## REQUEST
Retype the lines below exactly, every one of them from first to last, with no changes.

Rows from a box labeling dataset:
== == ==
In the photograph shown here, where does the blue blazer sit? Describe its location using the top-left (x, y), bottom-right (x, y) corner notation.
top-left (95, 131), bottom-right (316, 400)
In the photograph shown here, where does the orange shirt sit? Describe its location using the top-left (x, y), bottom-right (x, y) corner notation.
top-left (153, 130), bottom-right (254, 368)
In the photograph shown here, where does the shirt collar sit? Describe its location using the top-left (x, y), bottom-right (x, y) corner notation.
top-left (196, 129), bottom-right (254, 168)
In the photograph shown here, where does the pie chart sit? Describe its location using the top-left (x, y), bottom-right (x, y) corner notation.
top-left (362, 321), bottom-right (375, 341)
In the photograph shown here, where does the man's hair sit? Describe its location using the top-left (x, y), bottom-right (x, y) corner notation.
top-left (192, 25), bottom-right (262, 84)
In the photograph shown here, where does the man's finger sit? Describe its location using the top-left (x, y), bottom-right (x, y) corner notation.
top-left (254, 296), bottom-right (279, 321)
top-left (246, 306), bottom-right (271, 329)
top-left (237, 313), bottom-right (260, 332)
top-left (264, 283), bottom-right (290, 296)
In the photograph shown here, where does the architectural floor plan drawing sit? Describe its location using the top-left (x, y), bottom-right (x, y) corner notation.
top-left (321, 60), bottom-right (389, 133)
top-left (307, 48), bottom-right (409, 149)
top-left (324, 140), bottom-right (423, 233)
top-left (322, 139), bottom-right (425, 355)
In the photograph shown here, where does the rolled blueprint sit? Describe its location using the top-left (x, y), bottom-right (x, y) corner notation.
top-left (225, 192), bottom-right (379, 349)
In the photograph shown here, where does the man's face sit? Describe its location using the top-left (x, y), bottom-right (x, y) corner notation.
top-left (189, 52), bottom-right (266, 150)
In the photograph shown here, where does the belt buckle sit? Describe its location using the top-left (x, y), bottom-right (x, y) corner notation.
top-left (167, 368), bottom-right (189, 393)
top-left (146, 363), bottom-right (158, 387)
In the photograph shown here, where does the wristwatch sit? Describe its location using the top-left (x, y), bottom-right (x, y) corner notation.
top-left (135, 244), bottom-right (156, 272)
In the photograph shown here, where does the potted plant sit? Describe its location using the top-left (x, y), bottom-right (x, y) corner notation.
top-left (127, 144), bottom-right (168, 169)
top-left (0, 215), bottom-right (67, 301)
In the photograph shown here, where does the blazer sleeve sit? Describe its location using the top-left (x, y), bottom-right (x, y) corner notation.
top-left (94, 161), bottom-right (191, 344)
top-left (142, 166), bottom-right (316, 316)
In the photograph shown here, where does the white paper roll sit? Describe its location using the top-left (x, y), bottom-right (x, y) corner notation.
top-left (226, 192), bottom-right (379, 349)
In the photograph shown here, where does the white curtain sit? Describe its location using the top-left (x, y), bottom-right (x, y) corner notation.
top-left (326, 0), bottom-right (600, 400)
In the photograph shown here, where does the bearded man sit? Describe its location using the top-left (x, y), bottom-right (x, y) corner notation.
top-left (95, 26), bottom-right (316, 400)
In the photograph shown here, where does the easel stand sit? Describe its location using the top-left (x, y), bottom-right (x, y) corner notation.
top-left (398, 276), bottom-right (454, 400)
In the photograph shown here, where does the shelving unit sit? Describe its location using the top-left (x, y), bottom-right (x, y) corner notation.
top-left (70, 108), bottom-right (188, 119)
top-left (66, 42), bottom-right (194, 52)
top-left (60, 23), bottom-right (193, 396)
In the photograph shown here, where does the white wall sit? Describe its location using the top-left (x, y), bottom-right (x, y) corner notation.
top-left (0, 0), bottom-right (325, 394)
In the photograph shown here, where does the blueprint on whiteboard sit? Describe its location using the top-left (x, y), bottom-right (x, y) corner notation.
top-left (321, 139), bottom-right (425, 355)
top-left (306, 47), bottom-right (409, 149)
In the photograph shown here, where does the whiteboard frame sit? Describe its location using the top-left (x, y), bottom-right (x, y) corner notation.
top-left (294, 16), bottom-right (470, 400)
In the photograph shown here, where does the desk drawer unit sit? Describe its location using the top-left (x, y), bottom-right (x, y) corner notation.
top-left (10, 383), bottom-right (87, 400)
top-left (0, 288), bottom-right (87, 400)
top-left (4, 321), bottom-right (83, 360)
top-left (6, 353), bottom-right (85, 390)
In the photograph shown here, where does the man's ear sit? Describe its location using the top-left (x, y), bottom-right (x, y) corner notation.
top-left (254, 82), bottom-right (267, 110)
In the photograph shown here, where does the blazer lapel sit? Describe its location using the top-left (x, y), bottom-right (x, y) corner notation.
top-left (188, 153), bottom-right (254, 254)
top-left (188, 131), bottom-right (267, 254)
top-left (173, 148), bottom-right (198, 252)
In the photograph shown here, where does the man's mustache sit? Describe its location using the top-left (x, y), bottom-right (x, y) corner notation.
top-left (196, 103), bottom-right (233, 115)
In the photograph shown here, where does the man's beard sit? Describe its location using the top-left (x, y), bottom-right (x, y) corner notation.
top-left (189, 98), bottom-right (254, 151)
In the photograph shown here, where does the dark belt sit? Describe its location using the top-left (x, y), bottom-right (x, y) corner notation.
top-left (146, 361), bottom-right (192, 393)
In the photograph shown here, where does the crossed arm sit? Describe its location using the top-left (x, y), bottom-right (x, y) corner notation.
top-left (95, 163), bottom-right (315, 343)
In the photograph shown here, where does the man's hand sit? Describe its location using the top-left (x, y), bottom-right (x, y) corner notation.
== == ==
## SOLVED EXERCISE
In the photograph shown here, where does the blue blazer sit? Describe its location using the top-left (x, y), bottom-right (x, y) corner notation.
top-left (95, 131), bottom-right (316, 400)
In the photograph shown here, where does the orange shirt sit? Describe its location using the top-left (x, y), bottom-right (x, y) corner notation.
top-left (153, 130), bottom-right (254, 368)
In the photograph shown here, where does the shirt collar sit? Describe its location using the top-left (x, y), bottom-right (x, y) corner notation.
top-left (196, 129), bottom-right (254, 168)
In the photograph shown here, where does the pie chart sit? Describe its location using the top-left (x, y), bottom-right (x, y) corner notation.
top-left (362, 321), bottom-right (375, 341)
In the photograph shown here, where does the man's hair sit? Describe its location using the top-left (x, y), bottom-right (x, y) corner notation.
top-left (192, 25), bottom-right (262, 84)
In the photograph shown here, where does the man's finger sit? Describe its location using the top-left (x, y), bottom-right (x, y) corner notation.
top-left (254, 296), bottom-right (279, 321)
top-left (246, 306), bottom-right (271, 329)
top-left (237, 313), bottom-right (260, 332)
top-left (264, 283), bottom-right (290, 296)
In the photograph shown here, where does the architectural floor plan drawing sit? Describe its location using the top-left (x, y), bottom-right (x, y) corner notation.
top-left (321, 60), bottom-right (389, 133)
top-left (307, 48), bottom-right (409, 149)
top-left (324, 140), bottom-right (423, 233)
top-left (322, 139), bottom-right (425, 355)
In the photograph shown here, where does the rolled blueprint sit? Describe its location using the top-left (x, y), bottom-right (x, y) corner notation.
top-left (225, 192), bottom-right (379, 349)
In the photograph shown here, where does the man's face sit? Describe its location using the top-left (x, y), bottom-right (x, y) corner notation.
top-left (189, 52), bottom-right (266, 150)
In the photograph shown here, where does the belt buckle sit? Describe its location using the top-left (x, y), bottom-right (x, y) corner notation.
top-left (167, 368), bottom-right (189, 393)
top-left (146, 363), bottom-right (158, 387)
In the photograph shown here, where does the wristwatch sit? Describe its location using the top-left (x, y), bottom-right (x, y) corner notation.
top-left (135, 244), bottom-right (156, 272)
In the photograph shown here, where does the potted plant sit? Describe its location using the top-left (x, y), bottom-right (x, y) corner notation.
top-left (127, 144), bottom-right (168, 169)
top-left (0, 215), bottom-right (67, 301)
In the photograph shown here, where does the blazer sleeve sit? Describe its location using the top-left (x, y), bottom-right (x, y) corner notation.
top-left (94, 161), bottom-right (191, 344)
top-left (142, 166), bottom-right (316, 316)
In the photograph shown here, where does the white paper roll sit? Describe its location using the top-left (x, y), bottom-right (x, y) corner notation.
top-left (226, 192), bottom-right (379, 349)
In the photograph shown here, where does the white curtain sit? Describe its location using the top-left (x, y), bottom-right (x, y) corner notation.
top-left (326, 0), bottom-right (600, 400)
In the photograph shown here, where does the bearded man sit? Describe its location using the top-left (x, y), bottom-right (x, y) corner notation.
top-left (95, 26), bottom-right (316, 400)
In the photograph shown here, where does the easel stand sit? Describe its location using the top-left (x, y), bottom-right (x, y) corner notation.
top-left (398, 276), bottom-right (454, 400)
In the photograph shown here, where does the shelving unit sit? Describe its location using the top-left (x, y), bottom-right (x, y) corner notation.
top-left (70, 108), bottom-right (188, 119)
top-left (66, 42), bottom-right (194, 52)
top-left (60, 23), bottom-right (193, 396)
In the photograph shown here, where does the white wall sit? Describe its location using the top-left (x, y), bottom-right (x, y) corner notation.
top-left (0, 0), bottom-right (325, 394)
In the photograph shown here, where does the blueprint on whiteboard sit? Describe its location using the top-left (x, y), bottom-right (x, y) corner notation.
top-left (321, 139), bottom-right (425, 355)
top-left (306, 47), bottom-right (409, 149)
In the photograph shown here, where does the whiteboard frame sit? Describe its location using the top-left (x, y), bottom-right (x, y) corner notation.
top-left (294, 16), bottom-right (470, 400)
In the photograph shown here, where does the desk drawer unit sit? Describe its location using the top-left (x, y), bottom-right (x, y) corner notation.
top-left (10, 383), bottom-right (87, 400)
top-left (0, 288), bottom-right (87, 400)
top-left (4, 321), bottom-right (83, 360)
top-left (6, 353), bottom-right (85, 390)
In the photograph shown here, where does the man's ear sit? Describe its location using the top-left (x, y), bottom-right (x, y) corner notation.
top-left (254, 82), bottom-right (267, 110)
In the photograph shown here, where does the blazer lapel sit? Describe its location using the top-left (x, y), bottom-right (x, y) corner notation.
top-left (188, 153), bottom-right (254, 254)
top-left (188, 131), bottom-right (267, 254)
top-left (173, 148), bottom-right (198, 252)
In the photograph shown here, where does the man's mustache sit? Describe its location using the top-left (x, y), bottom-right (x, y) corner notation.
top-left (196, 103), bottom-right (233, 115)
In the photograph shown here, where does the man's beard sit? Describe its location using the top-left (x, y), bottom-right (x, y) corner notation.
top-left (189, 98), bottom-right (254, 151)
In the photograph shown here, where does the dark belt sit? Describe its location using the top-left (x, y), bottom-right (x, y) corner notation.
top-left (146, 361), bottom-right (192, 393)
In the photograph shown here, where does the crossed arm sit? Describe its location using the top-left (x, y), bottom-right (x, y) corner notation.
top-left (95, 163), bottom-right (315, 343)
In the photograph shown here, where does the man's hand sit? Describe its location using the top-left (x, y), bottom-right (x, y) corner notation.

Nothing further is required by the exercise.